──────── Material for this exercise

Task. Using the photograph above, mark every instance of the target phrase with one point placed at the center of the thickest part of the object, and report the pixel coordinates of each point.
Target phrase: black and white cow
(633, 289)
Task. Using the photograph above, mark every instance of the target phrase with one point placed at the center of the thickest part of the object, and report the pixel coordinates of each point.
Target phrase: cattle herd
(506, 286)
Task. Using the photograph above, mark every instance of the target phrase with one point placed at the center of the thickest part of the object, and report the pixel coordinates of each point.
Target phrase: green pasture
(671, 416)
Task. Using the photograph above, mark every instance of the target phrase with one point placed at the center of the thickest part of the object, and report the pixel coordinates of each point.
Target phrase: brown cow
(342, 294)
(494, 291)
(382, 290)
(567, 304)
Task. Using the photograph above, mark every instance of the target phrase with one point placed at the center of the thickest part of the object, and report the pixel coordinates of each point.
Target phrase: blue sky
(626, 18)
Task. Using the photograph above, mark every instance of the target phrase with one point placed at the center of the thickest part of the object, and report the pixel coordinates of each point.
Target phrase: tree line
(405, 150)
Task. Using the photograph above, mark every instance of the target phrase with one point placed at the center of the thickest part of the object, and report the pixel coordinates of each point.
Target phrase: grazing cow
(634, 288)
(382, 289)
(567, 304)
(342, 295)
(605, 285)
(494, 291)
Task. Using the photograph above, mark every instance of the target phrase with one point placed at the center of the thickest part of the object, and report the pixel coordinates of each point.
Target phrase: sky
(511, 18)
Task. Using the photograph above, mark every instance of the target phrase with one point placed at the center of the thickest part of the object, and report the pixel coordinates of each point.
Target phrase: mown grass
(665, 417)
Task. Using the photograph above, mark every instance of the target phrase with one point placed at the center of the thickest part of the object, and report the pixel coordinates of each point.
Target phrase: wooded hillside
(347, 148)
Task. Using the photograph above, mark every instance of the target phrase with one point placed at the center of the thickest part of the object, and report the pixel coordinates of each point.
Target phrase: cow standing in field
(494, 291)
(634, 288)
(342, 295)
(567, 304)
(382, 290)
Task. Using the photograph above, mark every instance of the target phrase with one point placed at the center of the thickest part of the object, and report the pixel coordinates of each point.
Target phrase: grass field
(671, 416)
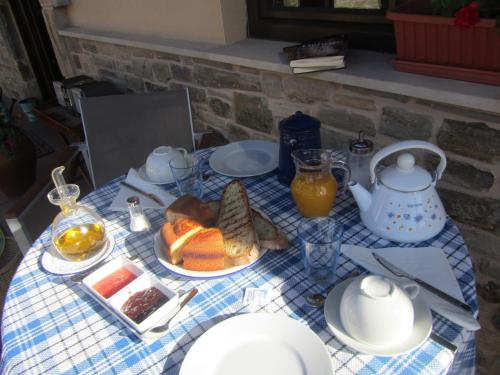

────────────────

_Problem to solve_
I need the lines from the line holding "Target phrase: wooded hillside" through the end of the material, inclusive, restated word for word and without pictures.

_Reply_
Target phrase: wooded hillside
(347, 148)
Task. Using the photograph above, mark every instance of the target phrase with one point placed at the center of the thickest part of the object, and report the pixel coordinates of each point.
Target phrase: cow standing in field
(494, 291)
(634, 288)
(342, 295)
(567, 304)
(382, 290)
Task. Using the photograph above, mark every instance of the target phrase with one point placed at the center of the thickest part of the object, and report the pixel coordinates of each point.
Target phrase: grass field
(671, 416)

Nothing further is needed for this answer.